But the continuation of deterrence, a decades-long bipartisan approach to immigration that has not stopped migration to the United States, means what is happening at the border, in part, looks just like what we saw under the previous administration, and in some cases, the ones before that.

Trump’s Covid-19 health restrictions continue to be used by the Biden administration to immediately expel migrant families across the border without access to lawyers. A record number of migrant children crowded Border Patrol facilities at the start of the Biden administration because of backed-up Health and Human Services shelters, a repeat of years of overcrowding the administration has worked to alleviate.

Just this week, whistleblowers say they were told to downplay a Covid-19 outbreak at one shelter, as the administration separately announced it would “promptly remove” migrants who do not qualify for asylum “to their countries of origin.” Even righting the wrongs of family separations, with as much public support and blazing spotlight as the families have received, will not be as easy as a debate stage quip, a campaign commercial, or a television interview.

During the presidential transition, President-Elect Biden told my colleague Geoff Bennett his Department of Justice would conduct a “thorough, thorough investigation” of the separations to determine responsibility and potential criminality.

When I spoke with Homeland Security Secretary Alejandro Mayorkas in March, soon after his Senate confirmation, Biden’s words about the family separation policy being “criminal” remained top of mind.

Photo-based referring expression data

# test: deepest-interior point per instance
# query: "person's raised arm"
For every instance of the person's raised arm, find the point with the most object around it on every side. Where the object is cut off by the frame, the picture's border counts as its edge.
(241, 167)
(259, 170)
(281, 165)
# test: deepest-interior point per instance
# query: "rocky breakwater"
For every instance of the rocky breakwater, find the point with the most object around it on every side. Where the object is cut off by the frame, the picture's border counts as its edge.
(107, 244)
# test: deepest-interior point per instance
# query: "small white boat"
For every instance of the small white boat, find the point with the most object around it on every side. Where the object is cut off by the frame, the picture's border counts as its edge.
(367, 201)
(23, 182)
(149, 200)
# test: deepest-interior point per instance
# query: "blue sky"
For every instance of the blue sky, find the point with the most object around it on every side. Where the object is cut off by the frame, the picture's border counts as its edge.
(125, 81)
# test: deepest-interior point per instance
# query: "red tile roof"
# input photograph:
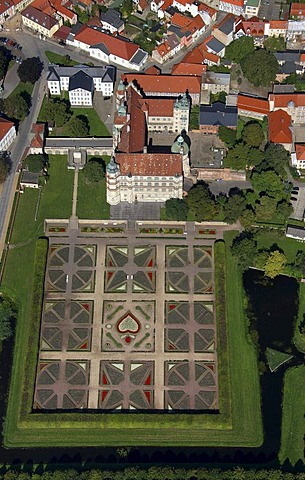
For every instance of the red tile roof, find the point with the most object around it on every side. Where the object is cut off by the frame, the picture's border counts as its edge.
(157, 108)
(253, 104)
(5, 126)
(164, 83)
(279, 123)
(145, 164)
(300, 151)
(116, 46)
(182, 68)
(134, 131)
(297, 9)
(278, 24)
(281, 100)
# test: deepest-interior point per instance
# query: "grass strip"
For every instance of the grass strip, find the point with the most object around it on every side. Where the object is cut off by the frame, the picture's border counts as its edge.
(293, 422)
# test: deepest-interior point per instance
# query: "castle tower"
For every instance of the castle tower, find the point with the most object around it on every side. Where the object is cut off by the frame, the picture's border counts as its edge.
(180, 146)
(113, 177)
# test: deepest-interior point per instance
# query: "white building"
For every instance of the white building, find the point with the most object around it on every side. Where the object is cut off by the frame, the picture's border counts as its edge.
(7, 134)
(81, 81)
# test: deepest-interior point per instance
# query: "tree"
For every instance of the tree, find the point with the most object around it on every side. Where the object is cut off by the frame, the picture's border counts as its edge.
(237, 157)
(58, 111)
(201, 203)
(30, 70)
(260, 67)
(239, 49)
(275, 264)
(234, 208)
(35, 163)
(15, 106)
(4, 168)
(176, 209)
(78, 126)
(253, 134)
(244, 248)
(94, 170)
(275, 44)
(7, 316)
(227, 135)
(268, 183)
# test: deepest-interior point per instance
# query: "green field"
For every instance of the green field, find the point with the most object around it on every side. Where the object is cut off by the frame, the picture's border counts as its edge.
(91, 199)
(293, 422)
(238, 423)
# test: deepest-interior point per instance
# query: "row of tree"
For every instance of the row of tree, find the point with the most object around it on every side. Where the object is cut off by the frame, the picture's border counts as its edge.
(158, 473)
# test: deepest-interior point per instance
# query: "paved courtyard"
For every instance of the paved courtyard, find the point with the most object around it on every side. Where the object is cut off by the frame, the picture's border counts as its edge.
(128, 319)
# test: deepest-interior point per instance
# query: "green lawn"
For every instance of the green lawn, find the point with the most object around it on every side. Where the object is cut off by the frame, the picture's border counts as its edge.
(91, 199)
(238, 424)
(293, 422)
(61, 60)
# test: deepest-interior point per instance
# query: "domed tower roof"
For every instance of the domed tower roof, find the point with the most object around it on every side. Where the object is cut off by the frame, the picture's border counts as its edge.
(112, 167)
(180, 144)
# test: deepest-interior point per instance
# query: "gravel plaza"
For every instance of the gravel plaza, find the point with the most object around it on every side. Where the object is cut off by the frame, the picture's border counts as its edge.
(128, 318)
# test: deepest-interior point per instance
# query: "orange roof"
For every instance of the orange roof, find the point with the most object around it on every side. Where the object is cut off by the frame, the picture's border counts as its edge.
(145, 164)
(279, 123)
(253, 104)
(281, 100)
(300, 151)
(115, 46)
(132, 138)
(180, 20)
(196, 69)
(5, 126)
(164, 83)
(278, 24)
(297, 9)
(157, 108)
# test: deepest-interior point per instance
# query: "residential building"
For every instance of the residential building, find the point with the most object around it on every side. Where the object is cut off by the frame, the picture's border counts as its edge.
(143, 177)
(112, 21)
(211, 117)
(165, 85)
(279, 128)
(215, 82)
(297, 11)
(108, 48)
(253, 107)
(81, 81)
(232, 6)
(40, 22)
(298, 156)
(7, 134)
(292, 103)
(224, 30)
(251, 8)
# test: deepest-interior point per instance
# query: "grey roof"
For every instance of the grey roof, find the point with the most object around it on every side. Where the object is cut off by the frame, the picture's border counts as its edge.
(112, 17)
(139, 57)
(227, 26)
(218, 114)
(216, 78)
(105, 72)
(29, 177)
(287, 56)
(215, 45)
(296, 232)
(81, 80)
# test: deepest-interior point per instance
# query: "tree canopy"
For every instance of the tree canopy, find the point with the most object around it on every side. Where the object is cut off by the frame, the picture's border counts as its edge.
(30, 69)
(237, 50)
(260, 67)
(253, 134)
(78, 126)
(176, 209)
(201, 203)
(94, 170)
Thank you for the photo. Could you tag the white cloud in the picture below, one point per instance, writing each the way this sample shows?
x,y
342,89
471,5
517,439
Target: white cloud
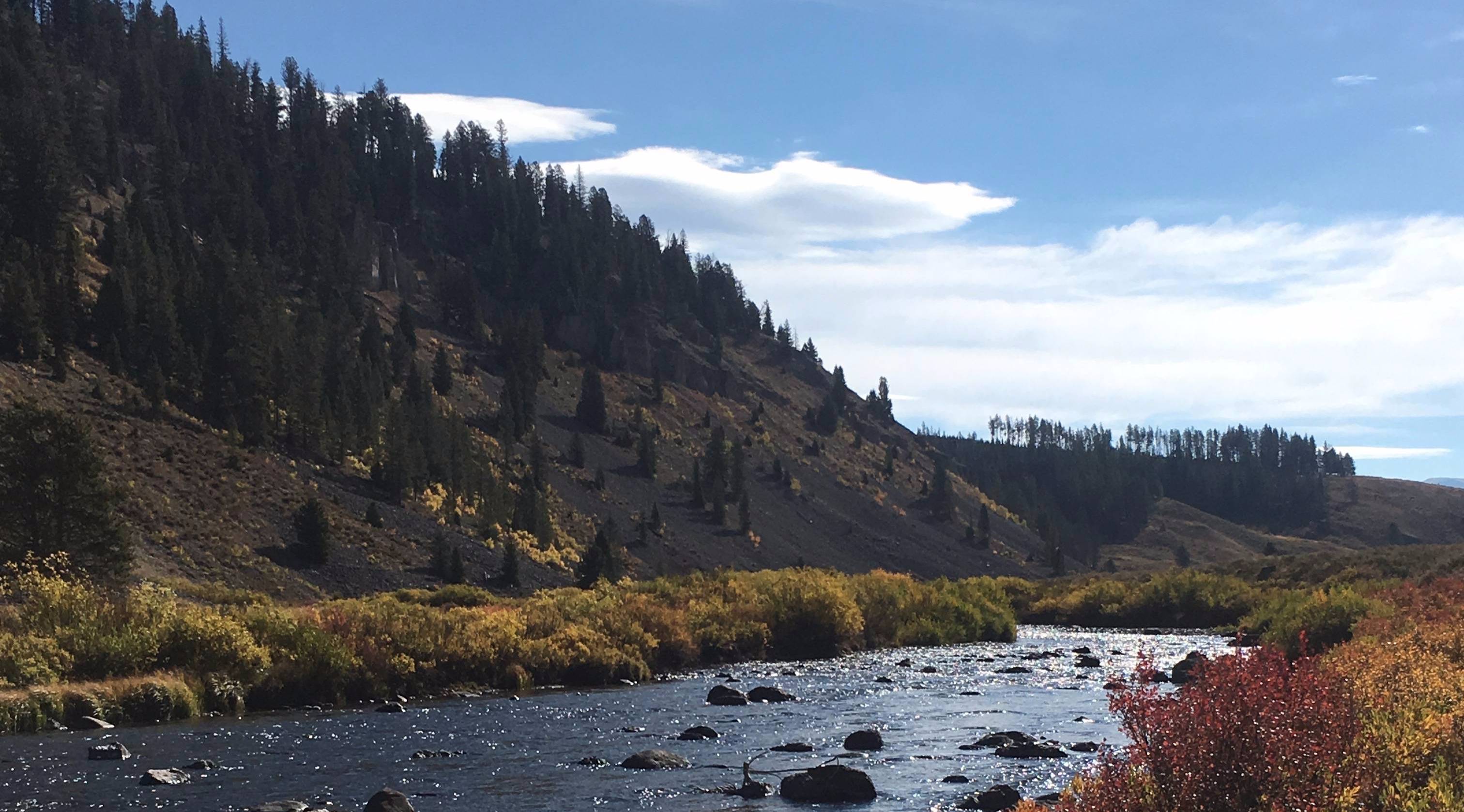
x,y
800,201
1233,319
528,122
1391,452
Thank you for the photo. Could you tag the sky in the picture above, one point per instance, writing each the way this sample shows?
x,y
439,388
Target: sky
x,y
1100,212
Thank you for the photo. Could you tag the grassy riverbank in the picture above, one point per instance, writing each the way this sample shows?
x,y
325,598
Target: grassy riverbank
x,y
145,654
1371,725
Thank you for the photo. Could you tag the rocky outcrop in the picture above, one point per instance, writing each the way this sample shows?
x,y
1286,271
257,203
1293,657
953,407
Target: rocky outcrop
x,y
115,751
832,783
864,741
724,695
165,777
769,694
996,799
388,801
697,734
655,760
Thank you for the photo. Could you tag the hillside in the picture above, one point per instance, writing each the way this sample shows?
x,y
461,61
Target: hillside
x,y
204,508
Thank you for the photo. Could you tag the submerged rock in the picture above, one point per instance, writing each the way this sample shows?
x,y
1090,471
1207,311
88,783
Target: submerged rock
x,y
388,801
115,751
724,695
864,741
996,799
832,783
697,732
1188,669
769,694
165,777
1031,751
655,760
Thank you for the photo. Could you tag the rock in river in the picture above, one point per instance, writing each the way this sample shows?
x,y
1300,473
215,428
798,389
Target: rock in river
x,y
724,695
1031,751
165,777
864,741
655,760
769,694
697,732
996,799
115,751
832,783
388,801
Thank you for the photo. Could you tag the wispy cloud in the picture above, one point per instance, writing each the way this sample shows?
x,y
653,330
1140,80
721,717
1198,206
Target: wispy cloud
x,y
528,122
1391,452
801,201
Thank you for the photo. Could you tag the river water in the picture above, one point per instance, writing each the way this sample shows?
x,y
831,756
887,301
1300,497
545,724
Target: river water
x,y
523,754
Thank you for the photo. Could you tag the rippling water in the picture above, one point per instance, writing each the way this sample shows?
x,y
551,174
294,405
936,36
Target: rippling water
x,y
522,754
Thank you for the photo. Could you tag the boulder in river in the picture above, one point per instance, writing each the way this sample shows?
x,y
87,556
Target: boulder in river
x,y
1188,669
1037,750
724,695
388,801
697,732
869,739
165,777
831,783
769,694
996,799
655,760
115,751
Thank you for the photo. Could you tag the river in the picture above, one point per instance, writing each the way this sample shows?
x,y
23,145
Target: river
x,y
523,754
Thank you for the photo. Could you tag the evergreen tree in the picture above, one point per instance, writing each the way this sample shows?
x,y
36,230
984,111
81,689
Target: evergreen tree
x,y
312,533
442,372
646,452
699,496
53,494
591,409
508,575
577,451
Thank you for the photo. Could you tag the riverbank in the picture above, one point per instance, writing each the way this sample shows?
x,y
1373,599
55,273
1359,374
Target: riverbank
x,y
147,654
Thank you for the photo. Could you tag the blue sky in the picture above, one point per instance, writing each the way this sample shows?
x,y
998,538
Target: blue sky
x,y
1128,211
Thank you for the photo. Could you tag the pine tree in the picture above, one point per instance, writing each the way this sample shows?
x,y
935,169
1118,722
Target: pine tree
x,y
646,452
591,409
53,494
312,533
508,575
442,372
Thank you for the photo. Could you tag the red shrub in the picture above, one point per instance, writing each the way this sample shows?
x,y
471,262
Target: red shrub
x,y
1255,734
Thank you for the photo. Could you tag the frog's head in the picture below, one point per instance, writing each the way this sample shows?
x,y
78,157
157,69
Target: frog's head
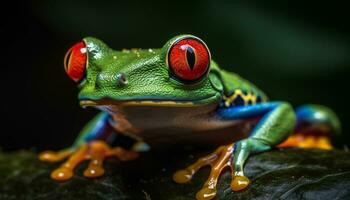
x,y
179,74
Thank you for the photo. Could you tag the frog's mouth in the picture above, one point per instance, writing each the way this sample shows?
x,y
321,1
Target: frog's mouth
x,y
164,103
147,102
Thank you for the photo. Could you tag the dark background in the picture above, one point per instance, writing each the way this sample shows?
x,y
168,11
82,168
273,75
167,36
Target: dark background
x,y
294,50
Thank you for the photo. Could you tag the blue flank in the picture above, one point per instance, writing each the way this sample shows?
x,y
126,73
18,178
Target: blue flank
x,y
263,110
244,112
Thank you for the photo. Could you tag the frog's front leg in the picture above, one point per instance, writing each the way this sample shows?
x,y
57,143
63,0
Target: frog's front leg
x,y
92,144
277,121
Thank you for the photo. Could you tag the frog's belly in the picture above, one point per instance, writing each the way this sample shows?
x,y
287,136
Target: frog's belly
x,y
174,124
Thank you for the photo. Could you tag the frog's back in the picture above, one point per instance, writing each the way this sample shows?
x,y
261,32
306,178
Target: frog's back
x,y
237,90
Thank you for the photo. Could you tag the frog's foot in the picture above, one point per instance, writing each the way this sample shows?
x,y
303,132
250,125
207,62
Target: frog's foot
x,y
95,151
307,141
218,160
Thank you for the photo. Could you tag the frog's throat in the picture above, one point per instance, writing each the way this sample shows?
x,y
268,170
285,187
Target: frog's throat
x,y
149,102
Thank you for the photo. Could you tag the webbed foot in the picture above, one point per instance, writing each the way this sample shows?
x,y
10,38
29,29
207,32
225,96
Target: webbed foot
x,y
95,151
218,160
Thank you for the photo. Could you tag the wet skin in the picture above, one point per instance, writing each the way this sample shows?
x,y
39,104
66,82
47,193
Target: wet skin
x,y
174,89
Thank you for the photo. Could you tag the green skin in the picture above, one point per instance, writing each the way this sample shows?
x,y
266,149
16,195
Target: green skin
x,y
149,88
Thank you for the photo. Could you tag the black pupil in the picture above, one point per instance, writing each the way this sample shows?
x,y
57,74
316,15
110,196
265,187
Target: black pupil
x,y
191,57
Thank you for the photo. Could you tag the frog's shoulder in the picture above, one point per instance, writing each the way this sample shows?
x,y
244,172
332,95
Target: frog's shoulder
x,y
237,89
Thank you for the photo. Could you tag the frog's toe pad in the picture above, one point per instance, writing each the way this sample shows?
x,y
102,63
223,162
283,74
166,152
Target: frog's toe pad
x,y
239,183
182,176
51,156
218,160
95,151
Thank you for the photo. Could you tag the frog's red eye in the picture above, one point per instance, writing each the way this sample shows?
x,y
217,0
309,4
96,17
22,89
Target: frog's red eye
x,y
75,61
189,59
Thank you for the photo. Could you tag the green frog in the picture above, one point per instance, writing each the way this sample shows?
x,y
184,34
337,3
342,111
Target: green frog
x,y
173,91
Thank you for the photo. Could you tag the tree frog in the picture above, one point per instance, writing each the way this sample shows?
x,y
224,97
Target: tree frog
x,y
173,90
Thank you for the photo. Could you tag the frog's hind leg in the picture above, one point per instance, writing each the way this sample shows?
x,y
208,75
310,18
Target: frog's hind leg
x,y
276,121
316,125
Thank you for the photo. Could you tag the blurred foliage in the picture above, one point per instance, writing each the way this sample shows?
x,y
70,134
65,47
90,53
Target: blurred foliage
x,y
294,50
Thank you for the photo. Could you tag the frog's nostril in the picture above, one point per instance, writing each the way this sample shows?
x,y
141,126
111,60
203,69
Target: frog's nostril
x,y
122,80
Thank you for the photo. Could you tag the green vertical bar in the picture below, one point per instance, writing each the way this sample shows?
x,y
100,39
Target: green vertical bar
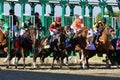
x,y
102,11
90,16
63,14
32,8
71,10
12,4
52,9
1,8
22,13
83,10
43,18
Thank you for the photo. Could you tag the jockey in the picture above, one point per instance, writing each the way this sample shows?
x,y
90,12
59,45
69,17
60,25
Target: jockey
x,y
27,23
15,22
98,28
14,27
55,26
1,22
69,35
38,24
4,26
5,29
77,24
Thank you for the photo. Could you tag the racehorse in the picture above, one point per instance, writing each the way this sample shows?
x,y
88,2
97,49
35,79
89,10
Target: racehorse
x,y
103,45
54,44
24,44
78,44
3,43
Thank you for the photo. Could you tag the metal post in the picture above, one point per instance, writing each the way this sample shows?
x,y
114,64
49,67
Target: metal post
x,y
102,11
83,10
12,4
71,10
1,8
22,13
32,8
43,17
90,16
63,14
52,6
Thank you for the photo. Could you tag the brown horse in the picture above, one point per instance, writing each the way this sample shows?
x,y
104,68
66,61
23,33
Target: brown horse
x,y
103,45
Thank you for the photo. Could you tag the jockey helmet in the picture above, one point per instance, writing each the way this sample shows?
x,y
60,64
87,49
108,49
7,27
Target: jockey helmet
x,y
58,19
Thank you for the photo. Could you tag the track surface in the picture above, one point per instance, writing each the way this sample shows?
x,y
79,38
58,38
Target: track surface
x,y
97,71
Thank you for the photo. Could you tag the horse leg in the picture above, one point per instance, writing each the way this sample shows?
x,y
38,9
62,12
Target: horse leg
x,y
52,65
82,59
23,56
34,60
77,57
7,60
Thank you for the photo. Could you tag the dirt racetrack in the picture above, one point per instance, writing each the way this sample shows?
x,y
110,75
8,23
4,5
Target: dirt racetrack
x,y
97,71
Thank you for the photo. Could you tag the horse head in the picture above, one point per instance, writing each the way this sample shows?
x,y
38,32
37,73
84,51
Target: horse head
x,y
104,40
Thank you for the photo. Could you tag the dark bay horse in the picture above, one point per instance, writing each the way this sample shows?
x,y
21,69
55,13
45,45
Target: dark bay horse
x,y
56,46
24,44
78,44
3,43
103,46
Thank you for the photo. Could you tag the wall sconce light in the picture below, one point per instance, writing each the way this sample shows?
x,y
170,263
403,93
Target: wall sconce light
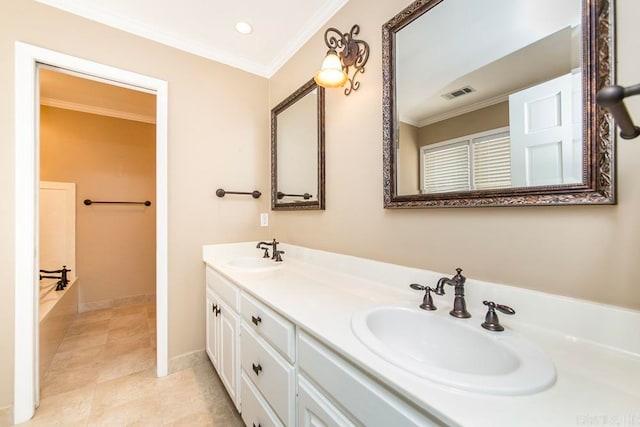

Questions to answer
a: Output the stretch of the border policy passage from "Just this week, whistleblowers" through "and potential criminality.", word for word.
b: Write the next part of the border policy passage, starting after its final sentence.
The data have no connection to the border policy passage.

Exercise responses
a:
Just this week, whistleblowers say they were told to downplay a Covid-19 outbreak at one shelter, as the administration separately announced it would “promptly remove” migrants who do not qualify for asylum “to their countries of origin.” Even righting the wrongs of family separations, with as much public support and blazing spotlight as the families have received, will not be as easy as a debate stage quip, a campaign commercial, or a television interview.

During the presidential transition, President-Elect Biden told my colleague Geoff Bennett his Department of Justice would conduct a “thorough, thorough investigation” of the separations to determine responsibility and potential criminality.

b:
“Mr. Secretary, the Attorney General is a member of the task force as well, or when he is confirmed will be a member of the task force,” I pointed out to him, with Merrick Garland’s confirmation still not a done deal. “Will his role be to look at the potential criminality of members of the Trump administration?”

“I think we are focused right now, Jacob, on reuniting the families and restoring them to the best of our abilities,” Mayorkas responded. “This will be an all-of-government effort. It is not just the Department of Homeland Security and the Department of Justice. It’s also the Department of State working with our international partners, the Department of Health and Human Services to bring whatever health relief we can to the families, and we’re going to work, as I mentioned, with international organizations, our international partners, and the private sector, this is all of America effort.”

Mayorkas hadn’t answered the question. I tried again.

“How is it possible that the task force can issue a report so that it never happens again, if there is not a holistic investigation into potential criminality of the Trump administration?”

“Well, I — I haven’t excluded anything but what I’m focused on right now is reuniting the families,” he told me. “And in terms of not happening again, our intention, also, in the task force, after the reunification of the families, after restoration of the families, to the best of our abilities, and as fully as the law permits, is to build institutional safeguards to make sure it does not happen again.”

He hadn’t excluded anything.

The door appeared open to a criminal investigation of the American tragedy of the Trump administration’s family separation policy.

Whether there will ever be one, and if America’s decades-old deterrence-and-punishment based immigration system will truly be replaced with something “safe, orderly and fair,” is still an open question.

“We know that these things don’t change overnight,” said the Biden senior administration official. “We’re at month six. It’s going to take a while to see these results.”